Kutipan Teks:
Keindahan dan Kreativitas dalam Kain Tenun Flores - Panduan dan Inspirasi DIY
Penggunaan dan Fungsi Kain Tenun Songke
Secara adat, kain songke wajib digunakan oleh masyarakat di wilayah Manggarai dalam acara-acara penting seperti kenduri (penti), membuka ladang baru (rending), dan musyawarah (nempung). Kain tersebut juga dikenakan oleh para pertarung saat tarian caci, sebagai mas kawin (belis) dan digunakan sebagai selendang atau kain upacara penyambutan tamu (selempang tuba meka).
Tidak hanya itu, kain songke juga digunakan sebagai mata pencaharian untuk memenuhi kehidupan sehari-hari sebab memiliki nilai jual yang sangat tinggi.
Kain tenun tersebut menjadi kelengkapan setiap upacara adat sudah sejak zaman dahulu digunakan dalam kehidupan sehari-hari, seperti saat lejang (berkumpul) dan laat (menjenguk atau berkunjung). Sebabnya, kain songke dianggap memiliki nilai kesopanan atau di'ab'aweki (pembawaan diri yang baik).

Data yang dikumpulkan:

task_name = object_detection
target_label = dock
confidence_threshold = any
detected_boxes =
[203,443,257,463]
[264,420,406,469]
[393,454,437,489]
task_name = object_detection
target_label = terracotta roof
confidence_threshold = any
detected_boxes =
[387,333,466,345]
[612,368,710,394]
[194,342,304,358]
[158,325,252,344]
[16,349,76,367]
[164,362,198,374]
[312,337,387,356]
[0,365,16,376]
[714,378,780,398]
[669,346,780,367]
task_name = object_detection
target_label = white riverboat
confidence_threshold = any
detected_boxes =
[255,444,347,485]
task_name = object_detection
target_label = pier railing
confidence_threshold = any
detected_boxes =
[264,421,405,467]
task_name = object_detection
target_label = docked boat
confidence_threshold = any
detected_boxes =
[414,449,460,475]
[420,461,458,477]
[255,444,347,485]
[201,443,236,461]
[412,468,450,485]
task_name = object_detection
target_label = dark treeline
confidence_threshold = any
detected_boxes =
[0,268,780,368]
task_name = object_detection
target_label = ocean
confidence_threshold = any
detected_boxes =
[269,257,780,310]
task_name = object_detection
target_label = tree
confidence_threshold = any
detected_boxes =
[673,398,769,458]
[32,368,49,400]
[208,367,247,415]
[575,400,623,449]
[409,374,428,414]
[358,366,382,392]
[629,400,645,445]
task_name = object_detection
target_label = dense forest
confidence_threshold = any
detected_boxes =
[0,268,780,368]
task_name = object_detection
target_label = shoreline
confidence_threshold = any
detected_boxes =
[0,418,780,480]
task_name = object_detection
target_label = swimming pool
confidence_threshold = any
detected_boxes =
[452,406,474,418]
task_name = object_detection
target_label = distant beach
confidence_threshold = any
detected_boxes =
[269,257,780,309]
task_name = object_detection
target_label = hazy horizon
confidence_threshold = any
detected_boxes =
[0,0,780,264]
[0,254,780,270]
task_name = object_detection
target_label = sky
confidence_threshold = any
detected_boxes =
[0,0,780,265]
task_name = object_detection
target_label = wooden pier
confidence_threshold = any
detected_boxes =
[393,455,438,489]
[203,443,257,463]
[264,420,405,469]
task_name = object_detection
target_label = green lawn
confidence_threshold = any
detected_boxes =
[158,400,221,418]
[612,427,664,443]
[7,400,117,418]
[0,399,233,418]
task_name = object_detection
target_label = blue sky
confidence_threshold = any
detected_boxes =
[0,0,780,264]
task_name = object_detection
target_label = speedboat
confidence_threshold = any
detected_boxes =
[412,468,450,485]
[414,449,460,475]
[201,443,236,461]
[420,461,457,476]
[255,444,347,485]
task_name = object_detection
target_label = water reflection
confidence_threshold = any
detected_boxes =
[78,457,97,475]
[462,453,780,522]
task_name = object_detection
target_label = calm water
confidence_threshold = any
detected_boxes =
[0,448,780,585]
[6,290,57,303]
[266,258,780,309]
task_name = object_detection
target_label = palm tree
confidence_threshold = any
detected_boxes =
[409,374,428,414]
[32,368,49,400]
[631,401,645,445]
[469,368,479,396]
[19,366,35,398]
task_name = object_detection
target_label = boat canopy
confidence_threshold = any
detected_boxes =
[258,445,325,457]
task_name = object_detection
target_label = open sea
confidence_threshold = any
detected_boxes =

Petunjuk Anda: Teruskan tulisan tentang kain tenun songke dari Manggarai di atas, dimulai tepat setelah kalimat terakhirnya.

Jawaban Latihan:
Tidak hanya itu, kain ini juga digunakan sebagai alat perantara untuk mengusir roh jahat atau setan dalam proses penyembuhan orang sakit. Hal ini karena keyakinan bahwas songke yang terbuat dari tenunan benang berbahan dasar kapas yang mempunyai harum yang khas sehingga membantu dalam proses pengusiran setan.
Dalam perspektif pengamat adat, kain songke merupakan bagian dari ritus budaya atau upacara adat yang melindungi diri atau wengko weki dari panas dan dingin. Inilah mengapa, ketika rapat hingga larut malam, mereka yang membawa anak memanfaatkan kain itu sebagai kain untuk menggendong anak ketika hendak pulang ke rumah.
Dalam hal lainnya, Kain tenun tersebut juga digunakan oleh masyarakat di wilayah Manggarai ketika sedang menjalankan ibadah ke gereja. Para laki-laki memadupadankan kain Tenun Songke dengan atasan putih dan bawahan tengge songke. Sementara itu, untuk perempuan menggunakan deng songke yang dipadukan dengan kebaya atau brokat.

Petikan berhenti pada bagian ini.